** Data for analysis follows **

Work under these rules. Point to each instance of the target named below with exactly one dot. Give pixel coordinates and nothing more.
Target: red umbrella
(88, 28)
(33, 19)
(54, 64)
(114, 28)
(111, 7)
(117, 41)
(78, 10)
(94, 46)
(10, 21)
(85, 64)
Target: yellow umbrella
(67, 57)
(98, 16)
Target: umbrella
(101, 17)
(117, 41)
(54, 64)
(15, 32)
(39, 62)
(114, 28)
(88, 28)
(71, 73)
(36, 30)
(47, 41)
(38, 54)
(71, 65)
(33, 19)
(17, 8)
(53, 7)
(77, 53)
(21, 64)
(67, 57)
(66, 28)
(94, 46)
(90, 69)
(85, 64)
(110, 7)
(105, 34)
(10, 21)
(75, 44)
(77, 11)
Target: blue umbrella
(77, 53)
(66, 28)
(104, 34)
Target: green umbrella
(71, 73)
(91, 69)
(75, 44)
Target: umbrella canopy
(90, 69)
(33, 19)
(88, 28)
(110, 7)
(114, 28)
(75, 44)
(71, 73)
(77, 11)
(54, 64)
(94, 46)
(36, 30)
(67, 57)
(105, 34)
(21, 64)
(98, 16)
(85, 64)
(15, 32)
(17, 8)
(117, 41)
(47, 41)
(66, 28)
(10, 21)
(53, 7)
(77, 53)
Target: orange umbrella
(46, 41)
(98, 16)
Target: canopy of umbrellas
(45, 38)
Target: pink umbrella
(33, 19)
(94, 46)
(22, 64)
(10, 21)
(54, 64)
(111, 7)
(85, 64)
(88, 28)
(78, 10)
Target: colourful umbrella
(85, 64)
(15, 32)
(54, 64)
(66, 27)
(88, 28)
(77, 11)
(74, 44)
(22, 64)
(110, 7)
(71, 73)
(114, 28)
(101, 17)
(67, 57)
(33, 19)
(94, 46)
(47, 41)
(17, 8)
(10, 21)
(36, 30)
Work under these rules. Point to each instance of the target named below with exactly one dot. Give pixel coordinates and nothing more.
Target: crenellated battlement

** End of Data for analysis **
** Data for analysis follows **

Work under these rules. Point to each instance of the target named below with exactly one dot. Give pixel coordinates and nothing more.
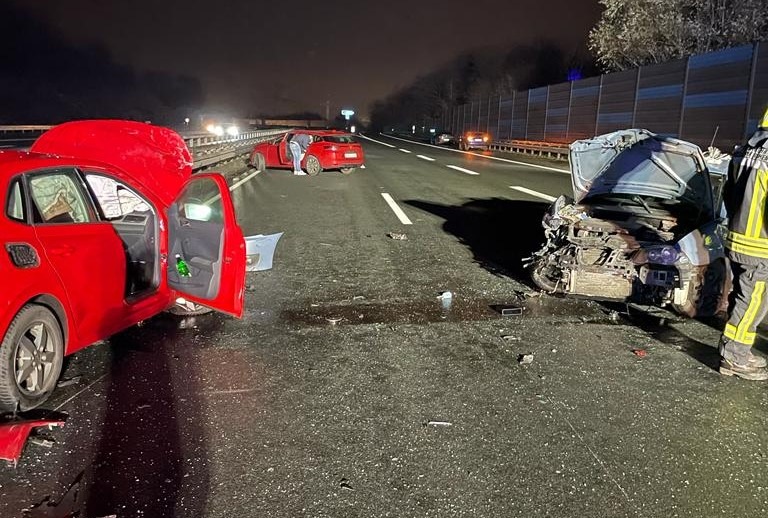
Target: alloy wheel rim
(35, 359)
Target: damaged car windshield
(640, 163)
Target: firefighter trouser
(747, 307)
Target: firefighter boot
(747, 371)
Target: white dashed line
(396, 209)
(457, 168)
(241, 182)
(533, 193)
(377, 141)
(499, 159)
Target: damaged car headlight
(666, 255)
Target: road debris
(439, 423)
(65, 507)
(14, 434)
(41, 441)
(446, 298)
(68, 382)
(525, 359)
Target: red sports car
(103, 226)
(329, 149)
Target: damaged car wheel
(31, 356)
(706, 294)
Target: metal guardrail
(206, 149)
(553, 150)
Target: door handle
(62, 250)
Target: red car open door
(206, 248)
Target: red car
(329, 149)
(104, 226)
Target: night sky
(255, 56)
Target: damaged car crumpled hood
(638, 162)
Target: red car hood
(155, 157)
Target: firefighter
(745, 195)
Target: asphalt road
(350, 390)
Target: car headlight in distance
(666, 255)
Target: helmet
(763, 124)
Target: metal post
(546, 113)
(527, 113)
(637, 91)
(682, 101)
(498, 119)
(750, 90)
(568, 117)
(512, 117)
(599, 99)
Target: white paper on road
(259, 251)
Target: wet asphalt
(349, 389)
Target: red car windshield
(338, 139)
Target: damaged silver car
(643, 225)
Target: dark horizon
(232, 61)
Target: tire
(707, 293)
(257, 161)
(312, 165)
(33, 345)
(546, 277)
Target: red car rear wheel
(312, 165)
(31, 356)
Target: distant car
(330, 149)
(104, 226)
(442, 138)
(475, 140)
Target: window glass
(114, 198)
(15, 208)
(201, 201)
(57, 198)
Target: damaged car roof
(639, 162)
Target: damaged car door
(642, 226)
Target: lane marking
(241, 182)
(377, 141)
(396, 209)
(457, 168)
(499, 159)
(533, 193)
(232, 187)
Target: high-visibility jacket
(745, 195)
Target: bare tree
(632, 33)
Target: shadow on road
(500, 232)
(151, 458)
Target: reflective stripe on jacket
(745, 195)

** End of Data for analysis **

The task → Each line in the listing above from the one containing "Target: red umbrella" through the one containing "Target: crenellated battlement" should be repeated exactly, and no other line.

Finished task →
Target: red umbrella
(88, 28)
(33, 19)
(54, 64)
(114, 28)
(111, 7)
(117, 41)
(78, 10)
(94, 46)
(10, 21)
(85, 64)
Target: yellow umbrella
(67, 57)
(98, 16)
Target: umbrella
(101, 17)
(117, 41)
(54, 64)
(15, 32)
(39, 62)
(114, 28)
(88, 28)
(71, 73)
(36, 30)
(47, 41)
(38, 54)
(71, 65)
(33, 19)
(17, 8)
(53, 7)
(77, 53)
(21, 64)
(67, 57)
(66, 28)
(94, 46)
(90, 69)
(85, 64)
(110, 7)
(105, 34)
(10, 21)
(75, 44)
(77, 11)
Target: blue umbrella
(77, 53)
(66, 28)
(104, 34)
Target: green umbrella
(71, 73)
(91, 69)
(75, 44)
Target: umbrella canopy
(90, 69)
(33, 19)
(88, 28)
(110, 7)
(114, 28)
(75, 44)
(71, 73)
(77, 11)
(54, 64)
(94, 46)
(36, 30)
(67, 57)
(105, 34)
(21, 64)
(98, 16)
(85, 64)
(15, 32)
(17, 8)
(117, 41)
(47, 41)
(66, 28)
(10, 21)
(53, 7)
(77, 53)
Target: orange umbrella
(46, 41)
(98, 16)
Target: canopy of umbrellas
(45, 38)
Target: pink umbrella
(33, 19)
(94, 46)
(22, 64)
(10, 21)
(54, 64)
(111, 7)
(85, 64)
(88, 28)
(78, 10)
Target: colourful umbrella
(85, 64)
(15, 32)
(54, 64)
(66, 27)
(88, 28)
(77, 11)
(74, 44)
(22, 64)
(110, 7)
(71, 73)
(114, 28)
(101, 17)
(67, 57)
(33, 19)
(94, 46)
(47, 41)
(17, 8)
(10, 21)
(36, 30)
Work under these rules. Point to each instance of the target named below with exactly one dot. Give pixel coordinates and nothing more.
Target: crenellated battlement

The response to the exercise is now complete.